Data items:
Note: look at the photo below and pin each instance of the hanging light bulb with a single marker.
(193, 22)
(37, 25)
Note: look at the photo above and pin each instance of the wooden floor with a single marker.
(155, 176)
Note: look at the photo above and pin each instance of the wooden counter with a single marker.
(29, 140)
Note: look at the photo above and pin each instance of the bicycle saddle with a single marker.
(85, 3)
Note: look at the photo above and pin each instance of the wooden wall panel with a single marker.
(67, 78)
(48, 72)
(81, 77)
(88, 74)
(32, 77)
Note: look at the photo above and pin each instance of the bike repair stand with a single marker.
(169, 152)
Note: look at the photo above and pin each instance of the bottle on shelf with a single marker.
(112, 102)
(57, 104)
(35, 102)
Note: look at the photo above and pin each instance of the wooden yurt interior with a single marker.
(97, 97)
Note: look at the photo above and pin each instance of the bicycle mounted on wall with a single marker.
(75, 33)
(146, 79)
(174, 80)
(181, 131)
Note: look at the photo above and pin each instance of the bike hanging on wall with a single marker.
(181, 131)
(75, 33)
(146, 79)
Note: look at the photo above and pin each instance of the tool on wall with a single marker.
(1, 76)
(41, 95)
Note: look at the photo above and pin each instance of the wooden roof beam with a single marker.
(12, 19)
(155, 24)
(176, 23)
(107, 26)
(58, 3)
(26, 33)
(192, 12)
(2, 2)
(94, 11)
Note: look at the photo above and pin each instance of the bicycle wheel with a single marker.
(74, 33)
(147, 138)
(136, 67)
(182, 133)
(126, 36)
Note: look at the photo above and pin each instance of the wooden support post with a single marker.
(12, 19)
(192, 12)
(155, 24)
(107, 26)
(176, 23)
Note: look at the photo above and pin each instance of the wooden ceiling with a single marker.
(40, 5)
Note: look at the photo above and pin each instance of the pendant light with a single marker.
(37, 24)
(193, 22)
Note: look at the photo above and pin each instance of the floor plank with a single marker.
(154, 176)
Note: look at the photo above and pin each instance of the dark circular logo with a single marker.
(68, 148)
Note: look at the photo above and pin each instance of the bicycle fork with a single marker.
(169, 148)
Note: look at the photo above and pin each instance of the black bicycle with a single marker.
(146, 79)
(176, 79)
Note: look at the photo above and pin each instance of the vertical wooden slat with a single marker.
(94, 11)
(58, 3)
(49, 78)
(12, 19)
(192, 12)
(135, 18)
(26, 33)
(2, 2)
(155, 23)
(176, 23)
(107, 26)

▶ Work to complete
Word for word, copy out all the data given above.

▶ Task response
Note: look at the photo below and pin each instance of the hanging light bulb with a single marker.
(193, 22)
(37, 25)
Note: look at the photo above and pin each instance of the wooden floor with a single marker.
(155, 176)
Note: look at the photo above and pin each instance of the wooden counter with a single marker.
(29, 140)
Note: look at the photo above and pin each instance of the bicycle saddle with a single marker.
(85, 3)
Note: look at the photo above and pin each instance of the wooden wall panel with a single marker.
(67, 78)
(48, 72)
(81, 77)
(88, 74)
(32, 77)
Note: look at the photo above and pin each instance of the bike repair stand with a single marker.
(169, 152)
Note: look at the photo above and pin each instance of the bottle on shelf with a single marker.
(112, 102)
(57, 104)
(35, 102)
Note: look at the photo above and pin each instance of the wooden yurt interior with a single marker.
(97, 97)
Note: look at the photo above and pin each instance of the bicycle mounted on wall with a single marker.
(75, 33)
(146, 79)
(174, 80)
(181, 131)
Note: look at the photo above and pin each instance of the bike hanging on wall with a single marker.
(181, 131)
(75, 33)
(146, 79)
Note: look at the photo above and pin each instance of the tool on wall with a single marker.
(1, 76)
(41, 95)
Note: look at the photo above and pin each instance of the wooden roof beam with a single marker.
(12, 19)
(155, 24)
(176, 23)
(107, 26)
(58, 3)
(26, 33)
(192, 12)
(2, 2)
(94, 11)
Note: look at the photo above and pin each instance of the bicycle wheel with a single marker.
(74, 33)
(147, 138)
(136, 67)
(182, 133)
(126, 36)
Note: look at the photo above and pin each instance of the wooden support post with a single marker.
(12, 19)
(192, 12)
(155, 24)
(107, 26)
(176, 23)
Note: look at the photo above and pin each instance of the wooden ceiling with a single marker.
(40, 5)
Note: look at the photo above and pin each instance of the pendant light with a single marker.
(37, 24)
(193, 22)
Note: look at the photo above and pin each instance of the floor plank with a single marker.
(154, 176)
Note: look at the photo above and pin each instance of the dark circular logo with a single marker.
(68, 148)
Note: look at the photo above and pin each instance of the bicycle fork with a single marker.
(169, 148)
Note: look at the photo above and pin each instance of the black bicycle with a single marker.
(146, 79)
(176, 79)
Note: look at the photo above and pin each instance of the vertical wooden slat with a single marker.
(94, 11)
(58, 3)
(49, 78)
(12, 19)
(192, 12)
(135, 18)
(26, 33)
(2, 2)
(155, 23)
(176, 23)
(107, 26)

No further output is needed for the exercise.